• [Exercise details]: Please give, exactly as they appear below, the line with "Locate every instance of the shadow" and every line after it through the final one, and nothing else.
Segment Start: Source material
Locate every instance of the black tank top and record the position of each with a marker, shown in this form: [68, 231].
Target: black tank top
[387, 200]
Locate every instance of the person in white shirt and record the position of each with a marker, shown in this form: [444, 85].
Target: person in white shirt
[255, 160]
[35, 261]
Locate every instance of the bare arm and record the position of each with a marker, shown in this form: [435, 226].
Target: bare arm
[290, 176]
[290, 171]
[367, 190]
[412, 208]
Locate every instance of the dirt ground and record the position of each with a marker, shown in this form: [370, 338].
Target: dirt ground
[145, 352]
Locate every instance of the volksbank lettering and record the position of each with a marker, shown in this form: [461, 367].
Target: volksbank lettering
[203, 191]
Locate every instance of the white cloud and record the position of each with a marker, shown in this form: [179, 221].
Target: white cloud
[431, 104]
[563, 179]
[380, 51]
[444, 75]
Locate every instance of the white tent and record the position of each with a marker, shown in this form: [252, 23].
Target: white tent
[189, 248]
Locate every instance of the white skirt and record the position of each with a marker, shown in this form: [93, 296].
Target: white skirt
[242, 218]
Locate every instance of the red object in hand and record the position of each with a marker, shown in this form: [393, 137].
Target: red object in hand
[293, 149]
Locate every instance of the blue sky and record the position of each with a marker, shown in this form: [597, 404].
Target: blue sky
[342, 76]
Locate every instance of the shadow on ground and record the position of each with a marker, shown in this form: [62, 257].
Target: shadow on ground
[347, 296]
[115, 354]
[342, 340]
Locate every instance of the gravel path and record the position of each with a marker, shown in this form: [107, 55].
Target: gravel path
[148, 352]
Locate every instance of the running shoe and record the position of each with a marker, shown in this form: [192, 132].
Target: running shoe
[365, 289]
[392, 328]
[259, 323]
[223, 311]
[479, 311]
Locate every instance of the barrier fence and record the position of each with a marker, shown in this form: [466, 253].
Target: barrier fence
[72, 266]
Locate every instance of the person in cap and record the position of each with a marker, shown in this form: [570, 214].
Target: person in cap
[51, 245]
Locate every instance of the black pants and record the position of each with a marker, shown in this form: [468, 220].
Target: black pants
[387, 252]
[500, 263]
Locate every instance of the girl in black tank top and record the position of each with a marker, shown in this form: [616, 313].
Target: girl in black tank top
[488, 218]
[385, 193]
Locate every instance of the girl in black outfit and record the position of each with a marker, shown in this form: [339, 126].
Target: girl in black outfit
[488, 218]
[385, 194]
Segment End: Source material
• [Answer to this task]:
Locate every instance of the shadow on ground and record the position of each with a marker, shown in this form: [62, 257].
Target: shadow on ground
[347, 296]
[115, 354]
[342, 340]
Locate every instance of the gravel path and record the position of each with a marker, shown in this form: [107, 55].
Target: gravel path
[148, 352]
Locate every instance of the running shoe and record the position of each with a marker, shown in this form: [192, 132].
Target: running shoe
[365, 289]
[392, 328]
[259, 323]
[223, 311]
[479, 311]
Locate every instance of the barrier fence and record the position of each with a marker, shown in this form: [466, 253].
Target: barrier fence
[72, 266]
Locate every instance of the person in cap and record the position of each with a marker, shown in this form: [570, 214].
Target: person in cap
[51, 245]
Locate every instance of the black pants and record the position of each with a marker, shown in this form: [468, 220].
Target: black pants
[387, 252]
[500, 263]
Locate every instance of the girl in black tank top and record the position of each with a marker, shown in this form: [616, 313].
Target: girl in black tank top
[488, 218]
[385, 193]
Locate every instance of the girl in black outfit and record the position of each with a marker, shown in this form: [339, 126].
Target: girl in black outfit
[488, 218]
[385, 194]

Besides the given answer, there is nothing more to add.